- WHAT THE TASK REQUIRES: Reproduce exactly, and nothing but, the lines between the one with "of the balcony" and the end of the entries, both ends included.

[Stored records]
-*-

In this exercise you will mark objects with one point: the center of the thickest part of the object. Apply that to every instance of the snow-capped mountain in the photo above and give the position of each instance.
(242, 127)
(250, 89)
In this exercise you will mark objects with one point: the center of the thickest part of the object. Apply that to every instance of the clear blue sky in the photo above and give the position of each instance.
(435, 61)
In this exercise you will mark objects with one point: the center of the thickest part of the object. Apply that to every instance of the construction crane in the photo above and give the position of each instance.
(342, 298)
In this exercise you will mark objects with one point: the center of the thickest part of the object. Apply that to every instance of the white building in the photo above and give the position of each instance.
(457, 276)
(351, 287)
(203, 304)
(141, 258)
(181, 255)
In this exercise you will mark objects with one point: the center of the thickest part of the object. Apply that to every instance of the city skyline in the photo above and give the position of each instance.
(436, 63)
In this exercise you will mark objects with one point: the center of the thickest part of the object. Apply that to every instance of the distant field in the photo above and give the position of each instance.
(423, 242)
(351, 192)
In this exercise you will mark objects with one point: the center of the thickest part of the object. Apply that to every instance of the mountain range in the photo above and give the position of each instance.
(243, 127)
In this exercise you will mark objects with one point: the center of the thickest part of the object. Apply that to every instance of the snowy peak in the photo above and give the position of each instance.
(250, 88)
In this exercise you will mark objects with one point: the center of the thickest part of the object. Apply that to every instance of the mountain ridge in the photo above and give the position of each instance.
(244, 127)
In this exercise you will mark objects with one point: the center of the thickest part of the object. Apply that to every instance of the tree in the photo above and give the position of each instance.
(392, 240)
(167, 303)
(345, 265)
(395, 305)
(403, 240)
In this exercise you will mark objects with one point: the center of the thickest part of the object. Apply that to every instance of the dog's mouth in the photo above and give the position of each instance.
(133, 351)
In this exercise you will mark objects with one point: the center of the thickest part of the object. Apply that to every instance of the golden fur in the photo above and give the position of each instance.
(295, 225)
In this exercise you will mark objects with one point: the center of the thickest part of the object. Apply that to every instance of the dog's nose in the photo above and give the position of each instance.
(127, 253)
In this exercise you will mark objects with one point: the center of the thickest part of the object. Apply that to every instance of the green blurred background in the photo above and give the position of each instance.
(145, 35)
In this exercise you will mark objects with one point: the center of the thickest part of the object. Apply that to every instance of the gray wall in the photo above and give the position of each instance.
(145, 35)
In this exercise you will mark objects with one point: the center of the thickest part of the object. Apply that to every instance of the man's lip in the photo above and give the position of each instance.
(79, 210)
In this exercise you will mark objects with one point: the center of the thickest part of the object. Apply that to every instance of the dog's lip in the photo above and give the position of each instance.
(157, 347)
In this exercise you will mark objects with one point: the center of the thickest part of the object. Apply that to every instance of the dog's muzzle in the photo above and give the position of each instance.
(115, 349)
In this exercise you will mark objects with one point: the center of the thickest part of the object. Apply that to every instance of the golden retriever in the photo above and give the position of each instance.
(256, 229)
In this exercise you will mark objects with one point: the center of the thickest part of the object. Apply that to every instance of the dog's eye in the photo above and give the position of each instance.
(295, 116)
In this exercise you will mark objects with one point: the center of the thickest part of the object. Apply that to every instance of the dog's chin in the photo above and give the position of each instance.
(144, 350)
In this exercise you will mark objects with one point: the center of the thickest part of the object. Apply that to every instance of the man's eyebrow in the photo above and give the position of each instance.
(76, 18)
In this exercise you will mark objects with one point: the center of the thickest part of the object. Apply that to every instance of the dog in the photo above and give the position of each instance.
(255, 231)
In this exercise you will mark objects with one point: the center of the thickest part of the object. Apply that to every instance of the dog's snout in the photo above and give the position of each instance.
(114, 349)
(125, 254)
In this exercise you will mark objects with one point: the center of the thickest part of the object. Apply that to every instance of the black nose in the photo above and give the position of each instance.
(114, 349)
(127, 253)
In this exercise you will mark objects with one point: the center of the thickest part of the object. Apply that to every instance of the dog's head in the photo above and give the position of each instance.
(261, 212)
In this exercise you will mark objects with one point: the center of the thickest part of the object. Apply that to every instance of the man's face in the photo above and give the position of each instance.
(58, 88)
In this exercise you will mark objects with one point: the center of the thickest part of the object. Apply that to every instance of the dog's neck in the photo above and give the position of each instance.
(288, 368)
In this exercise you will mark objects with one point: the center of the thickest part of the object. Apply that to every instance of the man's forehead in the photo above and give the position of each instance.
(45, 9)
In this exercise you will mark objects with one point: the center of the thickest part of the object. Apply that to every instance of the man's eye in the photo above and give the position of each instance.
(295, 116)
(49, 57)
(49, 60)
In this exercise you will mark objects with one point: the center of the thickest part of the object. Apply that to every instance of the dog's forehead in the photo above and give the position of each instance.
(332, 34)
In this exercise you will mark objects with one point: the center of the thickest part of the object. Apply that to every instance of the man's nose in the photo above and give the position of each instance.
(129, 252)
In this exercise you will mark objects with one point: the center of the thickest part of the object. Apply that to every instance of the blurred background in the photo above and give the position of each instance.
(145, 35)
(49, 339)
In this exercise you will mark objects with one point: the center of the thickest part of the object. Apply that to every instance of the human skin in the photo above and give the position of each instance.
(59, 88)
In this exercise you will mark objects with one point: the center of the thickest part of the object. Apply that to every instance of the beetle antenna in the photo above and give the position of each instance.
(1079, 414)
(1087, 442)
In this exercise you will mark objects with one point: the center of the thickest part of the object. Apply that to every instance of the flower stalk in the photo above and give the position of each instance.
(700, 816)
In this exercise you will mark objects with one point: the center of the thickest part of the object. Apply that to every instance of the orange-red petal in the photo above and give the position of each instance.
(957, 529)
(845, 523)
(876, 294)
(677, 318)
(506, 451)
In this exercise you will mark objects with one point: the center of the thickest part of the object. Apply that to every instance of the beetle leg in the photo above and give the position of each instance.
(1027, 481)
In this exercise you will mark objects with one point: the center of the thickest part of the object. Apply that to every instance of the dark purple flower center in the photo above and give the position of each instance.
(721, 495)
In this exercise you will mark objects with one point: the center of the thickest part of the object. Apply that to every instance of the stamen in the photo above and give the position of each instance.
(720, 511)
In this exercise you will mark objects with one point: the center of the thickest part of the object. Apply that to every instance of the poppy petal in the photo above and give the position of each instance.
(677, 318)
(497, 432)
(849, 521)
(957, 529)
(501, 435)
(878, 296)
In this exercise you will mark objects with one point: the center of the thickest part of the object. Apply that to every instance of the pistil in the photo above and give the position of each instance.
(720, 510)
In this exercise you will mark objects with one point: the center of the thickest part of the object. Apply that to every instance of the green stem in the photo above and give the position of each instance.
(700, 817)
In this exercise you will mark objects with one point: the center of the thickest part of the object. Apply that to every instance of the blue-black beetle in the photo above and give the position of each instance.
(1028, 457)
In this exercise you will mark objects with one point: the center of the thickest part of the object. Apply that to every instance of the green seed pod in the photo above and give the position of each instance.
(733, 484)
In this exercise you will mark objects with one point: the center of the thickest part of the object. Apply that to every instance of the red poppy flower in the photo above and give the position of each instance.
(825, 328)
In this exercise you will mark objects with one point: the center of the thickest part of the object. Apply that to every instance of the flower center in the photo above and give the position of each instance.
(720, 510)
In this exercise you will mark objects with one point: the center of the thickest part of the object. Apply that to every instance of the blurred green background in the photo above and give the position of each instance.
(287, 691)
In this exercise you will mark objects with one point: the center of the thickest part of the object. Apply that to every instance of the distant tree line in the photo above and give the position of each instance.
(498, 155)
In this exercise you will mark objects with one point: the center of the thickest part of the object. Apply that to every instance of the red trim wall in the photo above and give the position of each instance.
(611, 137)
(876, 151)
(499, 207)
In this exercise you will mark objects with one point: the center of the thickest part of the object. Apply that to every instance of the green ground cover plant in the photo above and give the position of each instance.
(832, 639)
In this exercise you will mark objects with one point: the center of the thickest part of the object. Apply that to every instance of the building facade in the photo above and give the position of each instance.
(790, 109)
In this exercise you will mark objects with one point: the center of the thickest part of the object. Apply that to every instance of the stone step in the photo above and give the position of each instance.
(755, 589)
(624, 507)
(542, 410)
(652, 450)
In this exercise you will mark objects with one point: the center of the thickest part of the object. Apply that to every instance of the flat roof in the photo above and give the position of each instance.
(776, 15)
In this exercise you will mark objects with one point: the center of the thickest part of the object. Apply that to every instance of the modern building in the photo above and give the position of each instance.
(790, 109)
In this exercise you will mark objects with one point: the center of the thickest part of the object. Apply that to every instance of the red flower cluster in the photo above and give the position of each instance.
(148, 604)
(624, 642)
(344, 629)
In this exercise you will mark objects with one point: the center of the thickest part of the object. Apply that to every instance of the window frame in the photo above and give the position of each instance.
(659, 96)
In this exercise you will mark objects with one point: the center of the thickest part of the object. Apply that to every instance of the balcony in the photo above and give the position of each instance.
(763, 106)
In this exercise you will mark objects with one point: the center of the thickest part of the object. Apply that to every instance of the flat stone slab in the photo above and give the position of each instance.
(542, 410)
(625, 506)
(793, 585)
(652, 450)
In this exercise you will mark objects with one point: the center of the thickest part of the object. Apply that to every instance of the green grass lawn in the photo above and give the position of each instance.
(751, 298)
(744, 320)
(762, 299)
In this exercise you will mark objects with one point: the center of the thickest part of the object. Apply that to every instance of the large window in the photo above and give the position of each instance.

-*-

- YOUR SOLUTION:
In this exercise you will mark objects with one point: the center of the thickest part of the object. Apply that to every instance of the balcony in the photo above and give the position of each instance.
(763, 106)
In this exercise you will mark objects with one point: the center of the thickest part of the object. Apply that to every instance of the flat stone slab in the photo above and give the position of each instance.
(542, 410)
(625, 506)
(793, 585)
(652, 450)
In this exercise you will mark objects with one point: the center of the thickest part of the object. Apply that to every instance of the green grass lawn in the photo above and give the position of each instance.
(751, 298)
(744, 320)
(762, 299)
In this exercise you will mark objects with one point: the center of the thickest part of the object. Apply that to every instance of the large window in the photo above and give the position of each instance.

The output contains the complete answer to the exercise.